Work task
In the records that come next, find every line with "ring". Return those lines.

Data supplied: Begin

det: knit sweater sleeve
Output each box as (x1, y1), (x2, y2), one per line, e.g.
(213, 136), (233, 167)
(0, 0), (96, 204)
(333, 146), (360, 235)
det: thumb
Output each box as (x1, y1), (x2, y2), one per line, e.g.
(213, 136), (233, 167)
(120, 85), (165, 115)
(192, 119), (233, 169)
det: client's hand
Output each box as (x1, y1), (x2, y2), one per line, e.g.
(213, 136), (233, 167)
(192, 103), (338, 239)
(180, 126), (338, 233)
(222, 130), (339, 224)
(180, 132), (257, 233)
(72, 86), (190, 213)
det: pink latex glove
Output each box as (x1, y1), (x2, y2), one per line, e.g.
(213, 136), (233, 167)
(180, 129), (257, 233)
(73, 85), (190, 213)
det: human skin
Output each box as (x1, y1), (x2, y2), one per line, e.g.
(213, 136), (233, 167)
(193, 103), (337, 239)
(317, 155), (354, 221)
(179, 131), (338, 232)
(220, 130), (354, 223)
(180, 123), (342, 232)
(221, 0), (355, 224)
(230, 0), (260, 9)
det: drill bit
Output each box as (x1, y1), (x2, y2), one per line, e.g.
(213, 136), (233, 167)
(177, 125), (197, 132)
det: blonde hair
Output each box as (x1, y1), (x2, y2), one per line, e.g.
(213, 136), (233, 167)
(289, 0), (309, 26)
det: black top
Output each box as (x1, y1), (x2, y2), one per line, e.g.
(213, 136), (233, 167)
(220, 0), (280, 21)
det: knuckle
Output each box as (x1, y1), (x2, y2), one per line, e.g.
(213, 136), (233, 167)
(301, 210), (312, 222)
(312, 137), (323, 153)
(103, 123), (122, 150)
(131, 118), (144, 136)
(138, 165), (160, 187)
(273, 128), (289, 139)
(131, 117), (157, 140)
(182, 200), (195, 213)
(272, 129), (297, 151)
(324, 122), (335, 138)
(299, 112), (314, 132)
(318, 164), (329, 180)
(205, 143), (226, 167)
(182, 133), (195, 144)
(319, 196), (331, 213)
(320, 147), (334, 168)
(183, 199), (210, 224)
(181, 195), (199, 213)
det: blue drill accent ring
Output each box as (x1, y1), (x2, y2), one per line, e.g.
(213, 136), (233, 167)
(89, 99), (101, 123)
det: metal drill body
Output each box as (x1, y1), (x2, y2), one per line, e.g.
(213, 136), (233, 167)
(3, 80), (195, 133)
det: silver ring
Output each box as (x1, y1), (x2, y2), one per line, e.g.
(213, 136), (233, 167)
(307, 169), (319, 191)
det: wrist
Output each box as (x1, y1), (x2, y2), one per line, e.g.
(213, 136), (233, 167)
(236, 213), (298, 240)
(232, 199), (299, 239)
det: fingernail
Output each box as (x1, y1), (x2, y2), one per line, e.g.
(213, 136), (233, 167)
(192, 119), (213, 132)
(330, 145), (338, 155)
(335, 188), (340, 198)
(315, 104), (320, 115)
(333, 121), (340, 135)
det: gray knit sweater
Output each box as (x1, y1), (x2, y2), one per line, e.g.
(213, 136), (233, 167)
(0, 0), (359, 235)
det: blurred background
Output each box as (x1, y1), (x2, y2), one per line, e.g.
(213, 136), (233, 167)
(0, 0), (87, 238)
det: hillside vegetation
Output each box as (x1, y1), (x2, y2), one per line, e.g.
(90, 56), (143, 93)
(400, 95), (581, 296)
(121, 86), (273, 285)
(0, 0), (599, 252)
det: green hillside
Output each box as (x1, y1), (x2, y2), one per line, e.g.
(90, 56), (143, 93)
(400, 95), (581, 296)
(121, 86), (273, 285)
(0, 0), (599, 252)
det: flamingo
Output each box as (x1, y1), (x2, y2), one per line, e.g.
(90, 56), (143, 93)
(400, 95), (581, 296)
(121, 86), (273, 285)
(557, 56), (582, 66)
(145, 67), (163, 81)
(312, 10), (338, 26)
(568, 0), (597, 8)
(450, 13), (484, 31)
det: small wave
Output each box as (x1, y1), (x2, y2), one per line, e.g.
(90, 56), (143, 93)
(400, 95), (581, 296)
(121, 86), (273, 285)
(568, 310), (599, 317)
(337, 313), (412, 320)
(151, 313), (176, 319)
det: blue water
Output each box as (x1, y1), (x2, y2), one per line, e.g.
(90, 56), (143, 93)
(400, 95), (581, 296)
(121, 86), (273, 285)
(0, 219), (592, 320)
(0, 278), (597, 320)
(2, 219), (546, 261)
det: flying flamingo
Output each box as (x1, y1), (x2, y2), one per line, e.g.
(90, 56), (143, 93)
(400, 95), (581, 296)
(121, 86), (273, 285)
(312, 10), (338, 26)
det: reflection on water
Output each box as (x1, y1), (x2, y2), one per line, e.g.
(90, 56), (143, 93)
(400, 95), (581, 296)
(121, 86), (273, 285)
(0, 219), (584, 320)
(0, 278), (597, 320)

Data supplied: End

Reply to the exercise
det: blue drill accent ring
det: silver ring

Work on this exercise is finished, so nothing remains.